The problem:
Reproduce every line of the items below verbatim, with no changes.

Start

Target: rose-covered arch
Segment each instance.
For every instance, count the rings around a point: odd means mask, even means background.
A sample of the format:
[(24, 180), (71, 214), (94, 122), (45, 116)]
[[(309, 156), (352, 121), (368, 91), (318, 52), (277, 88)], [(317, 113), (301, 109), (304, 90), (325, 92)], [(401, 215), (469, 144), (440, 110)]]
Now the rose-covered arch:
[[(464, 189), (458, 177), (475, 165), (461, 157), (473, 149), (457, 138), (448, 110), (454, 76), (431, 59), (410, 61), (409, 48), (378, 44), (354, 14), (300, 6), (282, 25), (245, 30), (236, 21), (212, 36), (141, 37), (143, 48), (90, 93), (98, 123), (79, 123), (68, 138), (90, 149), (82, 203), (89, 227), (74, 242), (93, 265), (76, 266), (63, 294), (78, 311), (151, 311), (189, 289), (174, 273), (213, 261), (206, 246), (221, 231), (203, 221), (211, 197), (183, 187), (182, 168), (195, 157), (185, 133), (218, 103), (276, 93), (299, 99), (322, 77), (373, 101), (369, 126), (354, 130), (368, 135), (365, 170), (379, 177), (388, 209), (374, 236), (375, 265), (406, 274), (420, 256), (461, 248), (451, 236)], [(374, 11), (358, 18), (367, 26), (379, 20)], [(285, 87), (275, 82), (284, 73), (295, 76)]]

End

Solution below:
Target: rose-covered arch
Segment each instance.
For every instance, count the rings around a point: odd means mask, even means background.
A sample of the format:
[(24, 180), (71, 214), (94, 122), (45, 116)]
[[(309, 156), (352, 121), (368, 91), (318, 52), (277, 88)], [(317, 113), (301, 109), (304, 90), (325, 92)], [(401, 215), (469, 144), (440, 110)]]
Now the rose-covered arch:
[[(464, 189), (458, 177), (475, 165), (461, 157), (473, 149), (457, 138), (448, 110), (454, 76), (431, 59), (410, 61), (409, 48), (378, 44), (354, 14), (300, 6), (282, 25), (245, 30), (236, 21), (212, 36), (141, 37), (143, 48), (90, 93), (98, 123), (79, 123), (68, 138), (90, 149), (82, 203), (89, 227), (74, 242), (93, 265), (76, 266), (63, 294), (78, 311), (151, 311), (189, 289), (174, 273), (213, 261), (206, 246), (221, 231), (203, 221), (211, 197), (183, 187), (182, 168), (195, 157), (185, 133), (218, 103), (276, 93), (299, 99), (322, 77), (373, 101), (369, 126), (354, 130), (368, 135), (365, 170), (379, 177), (388, 209), (374, 236), (375, 265), (406, 274), (420, 256), (461, 248), (451, 236)], [(374, 11), (358, 18), (367, 26), (379, 20)], [(285, 87), (275, 82), (284, 73), (295, 76)]]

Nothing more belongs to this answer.